> **GOAL**
Please count the lines of the material below that contain the string "green", matching case exactly. Reply with the number alone.

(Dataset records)
§ §
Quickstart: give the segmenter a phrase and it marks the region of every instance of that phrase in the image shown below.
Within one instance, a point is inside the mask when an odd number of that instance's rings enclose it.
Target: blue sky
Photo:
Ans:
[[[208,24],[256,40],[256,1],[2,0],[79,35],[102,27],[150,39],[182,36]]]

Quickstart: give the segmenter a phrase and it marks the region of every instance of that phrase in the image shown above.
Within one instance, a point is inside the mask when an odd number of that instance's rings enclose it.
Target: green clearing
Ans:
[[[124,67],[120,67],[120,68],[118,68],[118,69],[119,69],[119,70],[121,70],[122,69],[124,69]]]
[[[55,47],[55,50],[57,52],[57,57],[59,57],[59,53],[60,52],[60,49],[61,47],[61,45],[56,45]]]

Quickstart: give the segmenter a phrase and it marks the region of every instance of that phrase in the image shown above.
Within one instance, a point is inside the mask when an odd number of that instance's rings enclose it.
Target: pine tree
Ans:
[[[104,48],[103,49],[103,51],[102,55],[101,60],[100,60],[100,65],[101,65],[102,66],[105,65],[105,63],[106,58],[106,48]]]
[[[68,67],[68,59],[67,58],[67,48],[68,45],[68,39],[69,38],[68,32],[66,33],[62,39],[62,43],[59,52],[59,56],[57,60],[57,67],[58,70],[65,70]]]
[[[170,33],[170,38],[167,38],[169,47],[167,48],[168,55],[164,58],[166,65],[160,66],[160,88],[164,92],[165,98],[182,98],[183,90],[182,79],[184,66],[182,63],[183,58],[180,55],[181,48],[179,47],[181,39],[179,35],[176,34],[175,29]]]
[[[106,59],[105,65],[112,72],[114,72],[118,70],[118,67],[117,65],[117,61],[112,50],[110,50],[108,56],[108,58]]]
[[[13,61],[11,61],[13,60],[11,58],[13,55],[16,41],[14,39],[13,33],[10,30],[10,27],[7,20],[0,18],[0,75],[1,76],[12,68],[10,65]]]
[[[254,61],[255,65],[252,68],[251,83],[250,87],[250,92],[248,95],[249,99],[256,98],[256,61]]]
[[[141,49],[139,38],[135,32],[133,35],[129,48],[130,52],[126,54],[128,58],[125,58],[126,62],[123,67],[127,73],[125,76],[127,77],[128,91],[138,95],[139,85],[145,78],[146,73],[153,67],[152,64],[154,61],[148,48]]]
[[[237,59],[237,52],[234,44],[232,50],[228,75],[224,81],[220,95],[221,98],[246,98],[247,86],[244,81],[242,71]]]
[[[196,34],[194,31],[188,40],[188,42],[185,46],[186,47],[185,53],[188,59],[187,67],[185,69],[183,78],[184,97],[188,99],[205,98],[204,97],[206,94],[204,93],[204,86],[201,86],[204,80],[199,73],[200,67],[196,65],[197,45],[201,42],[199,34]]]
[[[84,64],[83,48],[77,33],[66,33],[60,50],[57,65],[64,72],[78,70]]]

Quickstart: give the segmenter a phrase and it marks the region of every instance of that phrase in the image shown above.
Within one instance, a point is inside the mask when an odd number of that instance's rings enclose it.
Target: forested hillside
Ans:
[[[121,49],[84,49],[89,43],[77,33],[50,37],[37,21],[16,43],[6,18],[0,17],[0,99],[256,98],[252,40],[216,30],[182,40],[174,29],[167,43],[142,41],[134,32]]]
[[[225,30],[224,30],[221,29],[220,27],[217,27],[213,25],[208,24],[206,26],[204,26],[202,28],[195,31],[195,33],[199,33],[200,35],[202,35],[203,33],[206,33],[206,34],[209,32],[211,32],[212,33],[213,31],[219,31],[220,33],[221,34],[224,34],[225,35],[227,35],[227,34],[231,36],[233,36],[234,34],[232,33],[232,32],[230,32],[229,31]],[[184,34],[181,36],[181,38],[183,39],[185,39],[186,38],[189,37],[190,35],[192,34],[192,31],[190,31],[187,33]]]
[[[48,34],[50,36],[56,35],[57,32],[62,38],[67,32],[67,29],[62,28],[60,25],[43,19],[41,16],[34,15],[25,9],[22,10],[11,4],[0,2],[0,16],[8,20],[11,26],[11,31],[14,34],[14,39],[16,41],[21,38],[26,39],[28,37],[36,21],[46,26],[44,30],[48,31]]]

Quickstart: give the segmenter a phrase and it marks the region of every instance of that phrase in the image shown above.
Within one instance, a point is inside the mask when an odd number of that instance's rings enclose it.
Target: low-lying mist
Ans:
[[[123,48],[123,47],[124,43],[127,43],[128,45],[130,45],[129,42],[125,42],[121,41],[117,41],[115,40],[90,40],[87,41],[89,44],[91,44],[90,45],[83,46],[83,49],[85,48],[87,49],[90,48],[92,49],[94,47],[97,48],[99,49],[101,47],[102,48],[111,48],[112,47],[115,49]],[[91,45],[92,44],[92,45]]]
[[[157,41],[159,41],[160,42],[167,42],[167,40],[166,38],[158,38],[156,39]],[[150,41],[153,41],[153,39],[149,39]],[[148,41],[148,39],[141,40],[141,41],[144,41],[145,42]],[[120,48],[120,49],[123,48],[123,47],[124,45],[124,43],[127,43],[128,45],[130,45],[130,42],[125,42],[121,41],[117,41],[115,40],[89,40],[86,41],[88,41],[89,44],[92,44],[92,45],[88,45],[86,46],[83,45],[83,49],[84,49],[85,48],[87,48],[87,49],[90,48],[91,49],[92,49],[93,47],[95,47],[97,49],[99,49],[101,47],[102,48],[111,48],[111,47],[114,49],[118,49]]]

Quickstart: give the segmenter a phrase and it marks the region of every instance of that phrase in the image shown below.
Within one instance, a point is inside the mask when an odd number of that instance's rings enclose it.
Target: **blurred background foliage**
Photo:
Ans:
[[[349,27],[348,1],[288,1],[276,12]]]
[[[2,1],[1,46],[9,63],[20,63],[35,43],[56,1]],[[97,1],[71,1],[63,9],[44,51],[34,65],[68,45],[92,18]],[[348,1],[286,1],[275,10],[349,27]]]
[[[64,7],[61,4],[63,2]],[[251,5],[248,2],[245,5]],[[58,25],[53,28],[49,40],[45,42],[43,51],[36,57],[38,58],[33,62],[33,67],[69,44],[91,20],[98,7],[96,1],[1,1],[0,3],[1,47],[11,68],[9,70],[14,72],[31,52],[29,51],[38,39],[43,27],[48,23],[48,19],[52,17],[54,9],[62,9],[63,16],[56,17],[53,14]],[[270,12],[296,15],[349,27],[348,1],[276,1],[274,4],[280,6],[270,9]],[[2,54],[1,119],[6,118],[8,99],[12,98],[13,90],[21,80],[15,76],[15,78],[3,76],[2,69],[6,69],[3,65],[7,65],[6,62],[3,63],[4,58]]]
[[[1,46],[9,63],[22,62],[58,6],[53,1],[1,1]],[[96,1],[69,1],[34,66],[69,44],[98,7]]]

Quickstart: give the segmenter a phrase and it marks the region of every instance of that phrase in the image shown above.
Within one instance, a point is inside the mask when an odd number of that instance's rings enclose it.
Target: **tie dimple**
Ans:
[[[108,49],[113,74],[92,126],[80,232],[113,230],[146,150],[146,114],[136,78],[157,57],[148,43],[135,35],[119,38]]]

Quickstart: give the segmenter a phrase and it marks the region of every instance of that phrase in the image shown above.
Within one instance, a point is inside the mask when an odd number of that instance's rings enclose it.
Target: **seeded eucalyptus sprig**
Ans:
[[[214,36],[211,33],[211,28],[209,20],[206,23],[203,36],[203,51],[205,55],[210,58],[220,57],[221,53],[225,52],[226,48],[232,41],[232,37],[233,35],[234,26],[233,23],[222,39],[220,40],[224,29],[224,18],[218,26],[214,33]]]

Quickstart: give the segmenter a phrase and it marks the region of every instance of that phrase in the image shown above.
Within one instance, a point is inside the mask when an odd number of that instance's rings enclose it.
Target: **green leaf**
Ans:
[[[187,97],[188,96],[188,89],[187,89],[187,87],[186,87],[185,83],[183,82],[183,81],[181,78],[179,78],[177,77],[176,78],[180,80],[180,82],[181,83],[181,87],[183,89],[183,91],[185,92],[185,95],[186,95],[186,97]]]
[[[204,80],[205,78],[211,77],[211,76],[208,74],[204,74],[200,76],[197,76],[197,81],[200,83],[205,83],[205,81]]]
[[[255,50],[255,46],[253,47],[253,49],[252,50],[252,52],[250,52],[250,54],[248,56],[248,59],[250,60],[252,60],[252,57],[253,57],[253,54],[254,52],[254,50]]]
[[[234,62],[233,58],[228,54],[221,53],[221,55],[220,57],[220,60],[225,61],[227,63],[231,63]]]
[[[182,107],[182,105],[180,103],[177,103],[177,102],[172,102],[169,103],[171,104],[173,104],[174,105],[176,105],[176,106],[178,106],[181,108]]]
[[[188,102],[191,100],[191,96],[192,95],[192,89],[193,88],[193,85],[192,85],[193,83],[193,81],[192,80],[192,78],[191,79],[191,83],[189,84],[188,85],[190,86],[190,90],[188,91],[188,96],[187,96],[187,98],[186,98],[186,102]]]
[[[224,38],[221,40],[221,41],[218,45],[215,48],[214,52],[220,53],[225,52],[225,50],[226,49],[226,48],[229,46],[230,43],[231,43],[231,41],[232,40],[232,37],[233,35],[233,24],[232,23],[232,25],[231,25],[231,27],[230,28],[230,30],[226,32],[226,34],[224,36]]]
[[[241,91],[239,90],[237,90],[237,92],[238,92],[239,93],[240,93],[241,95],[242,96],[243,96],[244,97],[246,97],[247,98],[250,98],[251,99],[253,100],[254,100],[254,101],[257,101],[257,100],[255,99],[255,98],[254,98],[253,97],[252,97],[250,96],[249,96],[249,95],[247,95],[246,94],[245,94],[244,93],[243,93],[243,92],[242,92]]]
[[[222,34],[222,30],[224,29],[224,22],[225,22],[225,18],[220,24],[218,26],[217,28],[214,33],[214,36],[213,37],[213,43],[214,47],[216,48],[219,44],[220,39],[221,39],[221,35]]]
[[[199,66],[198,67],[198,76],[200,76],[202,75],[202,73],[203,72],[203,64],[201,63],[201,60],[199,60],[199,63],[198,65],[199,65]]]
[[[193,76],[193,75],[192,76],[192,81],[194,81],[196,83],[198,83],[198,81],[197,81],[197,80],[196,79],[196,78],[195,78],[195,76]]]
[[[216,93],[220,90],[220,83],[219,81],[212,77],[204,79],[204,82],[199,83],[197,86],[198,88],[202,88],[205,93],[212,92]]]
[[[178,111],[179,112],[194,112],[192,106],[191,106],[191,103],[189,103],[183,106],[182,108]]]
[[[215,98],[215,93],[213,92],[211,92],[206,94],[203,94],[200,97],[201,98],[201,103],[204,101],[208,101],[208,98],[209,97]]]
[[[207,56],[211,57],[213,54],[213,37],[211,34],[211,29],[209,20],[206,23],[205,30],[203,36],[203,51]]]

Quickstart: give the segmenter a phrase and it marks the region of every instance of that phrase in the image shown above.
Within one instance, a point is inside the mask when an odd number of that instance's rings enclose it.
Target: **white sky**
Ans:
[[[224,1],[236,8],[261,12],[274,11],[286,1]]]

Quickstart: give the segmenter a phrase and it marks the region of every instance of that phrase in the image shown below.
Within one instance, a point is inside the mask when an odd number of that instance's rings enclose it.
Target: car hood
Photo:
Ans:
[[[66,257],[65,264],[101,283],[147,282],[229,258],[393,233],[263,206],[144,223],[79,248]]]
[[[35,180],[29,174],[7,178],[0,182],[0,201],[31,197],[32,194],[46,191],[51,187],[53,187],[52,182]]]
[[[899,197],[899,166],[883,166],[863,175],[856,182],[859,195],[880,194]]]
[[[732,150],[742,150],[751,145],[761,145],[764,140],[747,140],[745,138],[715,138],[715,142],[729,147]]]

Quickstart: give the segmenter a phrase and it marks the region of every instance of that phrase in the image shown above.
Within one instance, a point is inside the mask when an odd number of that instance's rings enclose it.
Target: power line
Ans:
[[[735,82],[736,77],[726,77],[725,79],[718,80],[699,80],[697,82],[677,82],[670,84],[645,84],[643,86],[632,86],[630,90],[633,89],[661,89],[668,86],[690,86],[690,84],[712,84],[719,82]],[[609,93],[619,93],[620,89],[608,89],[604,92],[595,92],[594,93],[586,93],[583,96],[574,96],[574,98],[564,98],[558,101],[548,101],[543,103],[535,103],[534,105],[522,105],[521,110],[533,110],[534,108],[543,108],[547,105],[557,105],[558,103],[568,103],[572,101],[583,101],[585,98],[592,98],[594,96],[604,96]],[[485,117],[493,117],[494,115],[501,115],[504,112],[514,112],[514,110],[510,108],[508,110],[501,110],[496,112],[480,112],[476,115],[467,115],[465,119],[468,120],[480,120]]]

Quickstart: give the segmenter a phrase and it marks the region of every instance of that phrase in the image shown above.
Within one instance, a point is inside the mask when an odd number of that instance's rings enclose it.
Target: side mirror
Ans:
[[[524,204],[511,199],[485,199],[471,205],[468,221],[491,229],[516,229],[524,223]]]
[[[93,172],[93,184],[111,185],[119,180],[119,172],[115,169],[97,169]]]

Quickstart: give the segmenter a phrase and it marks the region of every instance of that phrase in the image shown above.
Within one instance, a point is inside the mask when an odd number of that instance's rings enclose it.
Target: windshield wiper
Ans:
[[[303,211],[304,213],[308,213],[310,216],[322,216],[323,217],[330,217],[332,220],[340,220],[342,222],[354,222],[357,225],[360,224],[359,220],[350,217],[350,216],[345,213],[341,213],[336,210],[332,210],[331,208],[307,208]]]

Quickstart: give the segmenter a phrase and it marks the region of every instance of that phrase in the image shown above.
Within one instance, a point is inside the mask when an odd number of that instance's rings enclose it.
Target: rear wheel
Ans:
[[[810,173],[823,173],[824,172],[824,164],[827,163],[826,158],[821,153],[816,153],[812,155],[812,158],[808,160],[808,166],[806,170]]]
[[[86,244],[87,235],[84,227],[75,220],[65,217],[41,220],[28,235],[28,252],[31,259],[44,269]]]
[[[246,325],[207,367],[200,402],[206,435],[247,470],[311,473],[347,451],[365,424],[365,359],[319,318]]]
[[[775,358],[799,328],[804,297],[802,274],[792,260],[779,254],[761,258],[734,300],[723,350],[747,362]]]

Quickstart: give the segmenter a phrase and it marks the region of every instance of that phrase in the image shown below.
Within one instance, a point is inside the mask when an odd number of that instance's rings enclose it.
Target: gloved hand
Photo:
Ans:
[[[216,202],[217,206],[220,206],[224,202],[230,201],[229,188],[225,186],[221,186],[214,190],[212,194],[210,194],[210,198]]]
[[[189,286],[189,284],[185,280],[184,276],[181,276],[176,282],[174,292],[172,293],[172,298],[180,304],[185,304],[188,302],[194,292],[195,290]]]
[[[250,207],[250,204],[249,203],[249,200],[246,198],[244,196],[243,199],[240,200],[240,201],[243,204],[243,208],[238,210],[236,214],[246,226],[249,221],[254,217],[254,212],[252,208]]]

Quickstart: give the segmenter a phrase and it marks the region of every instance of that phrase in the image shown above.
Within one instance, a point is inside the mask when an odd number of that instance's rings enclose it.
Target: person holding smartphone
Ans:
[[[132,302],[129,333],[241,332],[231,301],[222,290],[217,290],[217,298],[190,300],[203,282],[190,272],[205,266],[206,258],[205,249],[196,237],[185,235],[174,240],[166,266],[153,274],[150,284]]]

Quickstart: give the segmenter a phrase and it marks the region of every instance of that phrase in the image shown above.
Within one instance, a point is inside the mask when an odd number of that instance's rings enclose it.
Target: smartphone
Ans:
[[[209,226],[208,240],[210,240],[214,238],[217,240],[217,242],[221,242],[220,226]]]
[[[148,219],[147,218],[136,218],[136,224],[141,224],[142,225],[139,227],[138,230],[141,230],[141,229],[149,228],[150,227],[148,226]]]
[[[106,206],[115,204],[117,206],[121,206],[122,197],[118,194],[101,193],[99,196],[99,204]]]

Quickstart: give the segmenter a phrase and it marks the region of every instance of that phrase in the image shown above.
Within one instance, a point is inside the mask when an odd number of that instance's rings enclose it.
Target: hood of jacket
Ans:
§ §
> **RESPONSE TO THIS EXERCISE**
2